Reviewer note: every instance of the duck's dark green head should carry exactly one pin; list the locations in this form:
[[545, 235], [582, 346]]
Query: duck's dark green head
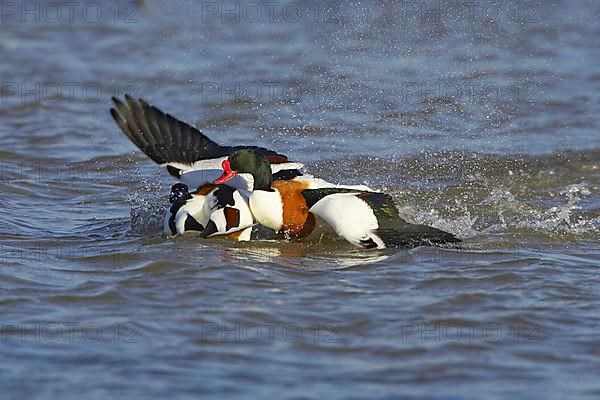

________________________________________

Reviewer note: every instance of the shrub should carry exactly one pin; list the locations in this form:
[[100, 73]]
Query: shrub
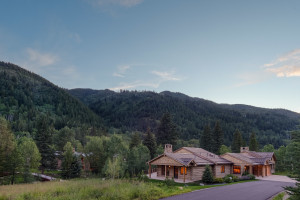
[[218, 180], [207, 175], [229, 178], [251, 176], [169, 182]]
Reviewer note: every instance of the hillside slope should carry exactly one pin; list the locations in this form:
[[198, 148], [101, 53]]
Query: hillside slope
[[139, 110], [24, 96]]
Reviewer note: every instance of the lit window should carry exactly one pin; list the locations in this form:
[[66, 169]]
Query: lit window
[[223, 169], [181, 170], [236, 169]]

________________________________________

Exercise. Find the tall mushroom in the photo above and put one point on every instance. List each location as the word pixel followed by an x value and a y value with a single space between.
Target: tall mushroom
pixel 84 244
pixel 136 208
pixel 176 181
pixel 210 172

________________________________________

AIM OF THE EXERCISE:
In the listing above, find the line containing "[[100, 73]]" and the line containing "[[66, 169]]". Print those two lines and every line between them exactly, with no pictures.

YOUR RESPONSE:
[[100, 73]]
Query: shrub
[[218, 180], [207, 175], [229, 178], [251, 176], [169, 182]]
Reviewer note: every instance of the hillside slope should carry exactly one pin; list the locations in this form:
[[198, 148], [101, 53]]
Query: hillside slope
[[139, 110], [24, 96]]
Reviewer note: every instance of the lit window should carry exactly one pin; list the locations in this form:
[[66, 169]]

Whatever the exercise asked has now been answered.